=== Instructions to follow ===
In the material below, put everything from the line containing "woman in white" down to the line containing "[140,14,580,798]", both included, into a JSON list of strings with one string per line and blank lines left out. Include no other lines.
# start of Exercise data
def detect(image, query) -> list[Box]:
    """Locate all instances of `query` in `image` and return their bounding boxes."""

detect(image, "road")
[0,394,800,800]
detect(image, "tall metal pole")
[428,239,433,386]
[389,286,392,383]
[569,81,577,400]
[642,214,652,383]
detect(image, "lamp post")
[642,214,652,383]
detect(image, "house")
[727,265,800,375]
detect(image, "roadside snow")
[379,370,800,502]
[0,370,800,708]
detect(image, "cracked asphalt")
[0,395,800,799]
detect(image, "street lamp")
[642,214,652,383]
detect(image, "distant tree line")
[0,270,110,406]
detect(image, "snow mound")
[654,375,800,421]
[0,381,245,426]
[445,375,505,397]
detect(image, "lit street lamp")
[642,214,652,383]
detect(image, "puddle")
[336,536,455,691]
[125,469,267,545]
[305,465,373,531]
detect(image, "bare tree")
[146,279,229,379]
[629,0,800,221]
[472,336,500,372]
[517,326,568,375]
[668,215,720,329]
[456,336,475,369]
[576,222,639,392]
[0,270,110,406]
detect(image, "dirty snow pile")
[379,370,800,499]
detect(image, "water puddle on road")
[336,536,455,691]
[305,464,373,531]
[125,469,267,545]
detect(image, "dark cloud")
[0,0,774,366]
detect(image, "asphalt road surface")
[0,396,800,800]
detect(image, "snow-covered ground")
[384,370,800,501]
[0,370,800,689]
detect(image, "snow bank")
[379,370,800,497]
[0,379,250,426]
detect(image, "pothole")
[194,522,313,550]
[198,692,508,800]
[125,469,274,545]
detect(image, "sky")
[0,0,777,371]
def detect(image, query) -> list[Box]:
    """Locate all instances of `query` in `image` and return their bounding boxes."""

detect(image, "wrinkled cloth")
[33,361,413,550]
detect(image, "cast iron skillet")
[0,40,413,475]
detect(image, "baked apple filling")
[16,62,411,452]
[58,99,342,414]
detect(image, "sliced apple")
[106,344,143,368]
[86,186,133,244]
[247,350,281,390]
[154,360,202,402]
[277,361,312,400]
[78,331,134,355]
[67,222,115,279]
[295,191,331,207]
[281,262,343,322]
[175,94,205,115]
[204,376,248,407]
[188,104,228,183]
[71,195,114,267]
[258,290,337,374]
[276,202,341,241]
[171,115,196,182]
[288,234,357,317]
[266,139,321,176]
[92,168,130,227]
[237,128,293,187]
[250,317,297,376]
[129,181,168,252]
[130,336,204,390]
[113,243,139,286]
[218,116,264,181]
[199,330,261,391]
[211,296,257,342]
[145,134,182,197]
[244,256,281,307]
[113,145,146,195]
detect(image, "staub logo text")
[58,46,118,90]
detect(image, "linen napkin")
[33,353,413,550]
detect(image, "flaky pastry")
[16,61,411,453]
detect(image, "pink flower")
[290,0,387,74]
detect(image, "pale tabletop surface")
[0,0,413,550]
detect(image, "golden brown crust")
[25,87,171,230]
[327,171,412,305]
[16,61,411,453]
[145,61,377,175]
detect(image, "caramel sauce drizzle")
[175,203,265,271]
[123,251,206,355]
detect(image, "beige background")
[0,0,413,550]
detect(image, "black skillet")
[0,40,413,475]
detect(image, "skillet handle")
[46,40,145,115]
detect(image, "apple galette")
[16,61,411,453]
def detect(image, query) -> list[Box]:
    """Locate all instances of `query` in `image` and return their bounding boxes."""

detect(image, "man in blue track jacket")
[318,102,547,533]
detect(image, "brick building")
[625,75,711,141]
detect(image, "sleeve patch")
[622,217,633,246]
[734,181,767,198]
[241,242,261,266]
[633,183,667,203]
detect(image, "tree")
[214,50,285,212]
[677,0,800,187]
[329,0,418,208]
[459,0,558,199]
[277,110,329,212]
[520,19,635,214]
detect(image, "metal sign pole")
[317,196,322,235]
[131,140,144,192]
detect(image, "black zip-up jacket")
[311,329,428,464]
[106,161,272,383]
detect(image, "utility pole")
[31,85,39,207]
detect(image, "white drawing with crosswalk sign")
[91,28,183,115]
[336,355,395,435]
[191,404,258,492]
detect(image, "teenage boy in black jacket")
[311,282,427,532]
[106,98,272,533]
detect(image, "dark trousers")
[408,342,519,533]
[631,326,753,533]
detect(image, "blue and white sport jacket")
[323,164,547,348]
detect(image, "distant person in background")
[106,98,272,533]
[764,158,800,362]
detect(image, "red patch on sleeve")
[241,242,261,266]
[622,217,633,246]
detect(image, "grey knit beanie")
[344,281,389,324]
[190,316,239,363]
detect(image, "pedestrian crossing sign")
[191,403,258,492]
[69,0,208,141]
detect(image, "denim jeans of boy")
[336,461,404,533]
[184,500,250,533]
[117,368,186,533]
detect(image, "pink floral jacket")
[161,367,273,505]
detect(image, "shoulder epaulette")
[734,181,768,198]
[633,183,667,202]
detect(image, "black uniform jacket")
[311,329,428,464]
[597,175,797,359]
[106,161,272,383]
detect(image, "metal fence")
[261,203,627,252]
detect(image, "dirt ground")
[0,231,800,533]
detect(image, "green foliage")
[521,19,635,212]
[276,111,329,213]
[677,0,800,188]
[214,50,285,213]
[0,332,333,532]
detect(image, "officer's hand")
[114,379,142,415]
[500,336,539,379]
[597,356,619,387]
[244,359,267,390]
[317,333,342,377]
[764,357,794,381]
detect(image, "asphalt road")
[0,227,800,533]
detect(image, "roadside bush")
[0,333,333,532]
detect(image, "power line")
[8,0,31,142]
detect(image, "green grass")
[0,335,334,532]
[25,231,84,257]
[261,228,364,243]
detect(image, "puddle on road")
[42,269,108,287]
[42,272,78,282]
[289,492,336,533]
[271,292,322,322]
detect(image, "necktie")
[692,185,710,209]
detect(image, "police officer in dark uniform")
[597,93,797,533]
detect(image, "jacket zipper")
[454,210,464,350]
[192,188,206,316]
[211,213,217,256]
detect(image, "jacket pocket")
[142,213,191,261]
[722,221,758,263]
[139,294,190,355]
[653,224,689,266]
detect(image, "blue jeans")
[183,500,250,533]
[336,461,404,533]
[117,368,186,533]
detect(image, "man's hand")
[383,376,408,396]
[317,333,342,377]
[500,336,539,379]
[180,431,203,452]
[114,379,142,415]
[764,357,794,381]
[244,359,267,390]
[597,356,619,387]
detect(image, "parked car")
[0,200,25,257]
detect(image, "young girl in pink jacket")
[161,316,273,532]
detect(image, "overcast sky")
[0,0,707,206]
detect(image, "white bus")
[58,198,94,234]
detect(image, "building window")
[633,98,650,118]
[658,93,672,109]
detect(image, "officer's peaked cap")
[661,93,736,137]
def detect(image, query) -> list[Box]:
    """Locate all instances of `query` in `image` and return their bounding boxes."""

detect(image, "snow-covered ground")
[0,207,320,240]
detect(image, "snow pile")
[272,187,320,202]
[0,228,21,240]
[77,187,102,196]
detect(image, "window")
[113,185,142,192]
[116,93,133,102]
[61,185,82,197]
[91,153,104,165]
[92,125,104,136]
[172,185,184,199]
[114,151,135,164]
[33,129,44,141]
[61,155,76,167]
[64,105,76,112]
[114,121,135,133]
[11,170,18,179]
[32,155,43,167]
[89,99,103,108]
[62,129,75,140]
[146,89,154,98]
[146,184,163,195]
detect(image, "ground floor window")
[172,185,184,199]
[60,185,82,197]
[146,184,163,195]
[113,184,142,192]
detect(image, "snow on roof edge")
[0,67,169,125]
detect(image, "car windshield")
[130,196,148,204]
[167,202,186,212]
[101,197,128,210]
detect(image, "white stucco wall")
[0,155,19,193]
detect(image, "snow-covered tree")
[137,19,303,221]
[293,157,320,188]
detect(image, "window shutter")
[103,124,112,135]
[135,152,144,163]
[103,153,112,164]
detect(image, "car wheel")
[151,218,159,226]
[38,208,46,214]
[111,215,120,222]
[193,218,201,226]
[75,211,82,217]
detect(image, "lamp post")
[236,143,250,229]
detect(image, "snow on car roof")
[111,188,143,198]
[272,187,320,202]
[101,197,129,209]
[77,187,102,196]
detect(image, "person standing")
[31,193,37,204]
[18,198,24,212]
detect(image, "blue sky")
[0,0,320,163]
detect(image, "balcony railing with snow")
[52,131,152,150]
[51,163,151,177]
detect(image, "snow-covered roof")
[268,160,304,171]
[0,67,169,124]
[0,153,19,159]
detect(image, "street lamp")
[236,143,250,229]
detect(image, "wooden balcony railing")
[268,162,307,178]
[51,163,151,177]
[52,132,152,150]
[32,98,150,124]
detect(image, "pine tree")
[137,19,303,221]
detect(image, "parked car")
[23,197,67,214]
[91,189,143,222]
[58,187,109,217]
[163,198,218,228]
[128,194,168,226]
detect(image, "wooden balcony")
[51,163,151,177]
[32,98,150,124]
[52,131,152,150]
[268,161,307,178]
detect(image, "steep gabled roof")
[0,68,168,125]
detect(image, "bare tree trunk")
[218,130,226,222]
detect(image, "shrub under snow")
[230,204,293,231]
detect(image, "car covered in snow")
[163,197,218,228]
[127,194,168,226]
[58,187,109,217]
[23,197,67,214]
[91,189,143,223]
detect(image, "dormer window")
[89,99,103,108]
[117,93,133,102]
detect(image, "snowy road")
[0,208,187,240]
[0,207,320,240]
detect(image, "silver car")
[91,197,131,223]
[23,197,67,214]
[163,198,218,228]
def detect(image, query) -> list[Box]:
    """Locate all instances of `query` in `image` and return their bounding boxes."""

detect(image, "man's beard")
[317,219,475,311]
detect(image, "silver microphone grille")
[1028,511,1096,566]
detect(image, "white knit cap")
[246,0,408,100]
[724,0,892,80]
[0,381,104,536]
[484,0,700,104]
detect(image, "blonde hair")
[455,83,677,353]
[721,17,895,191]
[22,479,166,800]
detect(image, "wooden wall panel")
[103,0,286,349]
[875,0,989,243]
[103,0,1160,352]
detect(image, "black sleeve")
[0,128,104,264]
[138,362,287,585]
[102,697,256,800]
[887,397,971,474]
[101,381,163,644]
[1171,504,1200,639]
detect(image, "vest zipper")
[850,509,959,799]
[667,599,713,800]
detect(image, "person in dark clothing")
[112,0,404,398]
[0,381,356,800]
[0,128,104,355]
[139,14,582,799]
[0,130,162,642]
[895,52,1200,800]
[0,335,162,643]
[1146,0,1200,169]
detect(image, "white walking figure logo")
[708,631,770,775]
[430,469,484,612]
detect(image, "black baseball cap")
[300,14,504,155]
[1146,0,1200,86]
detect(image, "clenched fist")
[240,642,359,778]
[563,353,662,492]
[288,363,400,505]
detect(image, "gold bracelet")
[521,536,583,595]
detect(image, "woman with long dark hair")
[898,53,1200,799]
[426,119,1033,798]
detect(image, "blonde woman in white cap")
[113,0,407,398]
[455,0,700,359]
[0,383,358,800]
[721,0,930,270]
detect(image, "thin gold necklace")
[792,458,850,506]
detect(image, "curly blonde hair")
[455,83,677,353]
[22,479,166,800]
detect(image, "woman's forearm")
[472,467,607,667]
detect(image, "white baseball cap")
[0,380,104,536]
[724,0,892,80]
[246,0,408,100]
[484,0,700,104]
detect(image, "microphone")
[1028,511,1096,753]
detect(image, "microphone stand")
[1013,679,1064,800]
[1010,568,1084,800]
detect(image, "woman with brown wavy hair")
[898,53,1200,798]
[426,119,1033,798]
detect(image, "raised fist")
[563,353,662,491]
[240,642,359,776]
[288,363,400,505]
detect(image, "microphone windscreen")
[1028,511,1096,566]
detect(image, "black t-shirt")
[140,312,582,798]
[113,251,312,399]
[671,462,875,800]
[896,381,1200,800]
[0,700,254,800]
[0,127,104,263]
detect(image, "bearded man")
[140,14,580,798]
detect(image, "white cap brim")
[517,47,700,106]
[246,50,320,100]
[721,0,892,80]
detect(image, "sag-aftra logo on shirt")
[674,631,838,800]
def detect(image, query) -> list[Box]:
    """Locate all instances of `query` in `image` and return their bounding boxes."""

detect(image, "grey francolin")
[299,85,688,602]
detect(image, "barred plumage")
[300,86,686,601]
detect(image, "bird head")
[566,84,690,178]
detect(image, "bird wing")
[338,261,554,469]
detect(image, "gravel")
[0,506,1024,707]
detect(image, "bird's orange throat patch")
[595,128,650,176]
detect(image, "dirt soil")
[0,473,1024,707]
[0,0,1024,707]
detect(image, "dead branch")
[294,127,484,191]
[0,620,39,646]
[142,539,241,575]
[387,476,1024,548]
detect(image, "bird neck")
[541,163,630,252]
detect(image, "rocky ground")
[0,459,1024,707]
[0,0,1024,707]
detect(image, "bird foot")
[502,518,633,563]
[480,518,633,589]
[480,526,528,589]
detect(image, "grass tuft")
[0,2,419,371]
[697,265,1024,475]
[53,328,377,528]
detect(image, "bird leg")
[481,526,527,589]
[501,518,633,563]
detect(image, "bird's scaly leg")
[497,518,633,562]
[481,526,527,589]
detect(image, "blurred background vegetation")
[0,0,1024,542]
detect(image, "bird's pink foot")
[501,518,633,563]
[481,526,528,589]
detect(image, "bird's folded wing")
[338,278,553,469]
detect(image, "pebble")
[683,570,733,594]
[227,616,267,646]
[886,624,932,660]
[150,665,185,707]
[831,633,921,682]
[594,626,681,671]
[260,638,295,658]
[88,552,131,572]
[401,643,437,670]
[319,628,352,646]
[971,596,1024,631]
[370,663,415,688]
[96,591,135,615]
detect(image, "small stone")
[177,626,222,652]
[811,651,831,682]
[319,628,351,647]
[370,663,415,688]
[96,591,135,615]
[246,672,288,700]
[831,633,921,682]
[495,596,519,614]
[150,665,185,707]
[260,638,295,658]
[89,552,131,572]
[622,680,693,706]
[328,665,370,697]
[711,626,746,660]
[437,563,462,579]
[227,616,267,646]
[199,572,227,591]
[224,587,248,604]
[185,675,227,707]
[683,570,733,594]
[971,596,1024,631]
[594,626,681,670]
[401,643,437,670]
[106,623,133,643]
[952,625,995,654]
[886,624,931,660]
# end of Exercise data
=== Exercise output ===
[
  "detect(image, \"blonde woman in white cap\")",
  "[113,0,407,398]",
  "[455,0,700,359]",
  "[0,383,358,800]",
  "[721,0,930,270]",
  "detect(image, \"thin gold necklace\")",
  "[792,458,850,506]",
  "detect(image, \"curly blonde hair\")",
  "[455,83,677,353]",
  "[22,479,166,800]",
  "detect(image, \"woman's forearm\")",
  "[472,467,607,667]",
  "detect(image, \"white baseball cap\")",
  "[0,380,104,536]",
  "[724,0,892,80]",
  "[246,0,408,100]",
  "[484,0,700,104]",
  "detect(image, \"microphone\")",
  "[1028,511,1096,753]",
  "detect(image, \"microphone stand\")",
  "[1013,679,1064,800]",
  "[1010,568,1084,800]",
  "detect(image, \"woman with brown wavy hair\")",
  "[898,53,1200,798]",
  "[426,119,1033,798]",
  "detect(image, \"raised fist\")",
  "[563,353,662,491]",
  "[240,642,359,776]",
  "[288,363,400,505]",
  "detect(image, \"microphone windscreen\")",
  "[1028,511,1096,566]",
  "detect(image, \"black t-shirt\")",
  "[140,312,582,798]",
  "[113,251,312,399]",
  "[671,462,875,800]",
  "[896,381,1200,800]",
  "[0,700,254,800]",
  "[0,127,104,263]",
  "detect(image, \"bearded man\")",
  "[140,14,580,798]"
]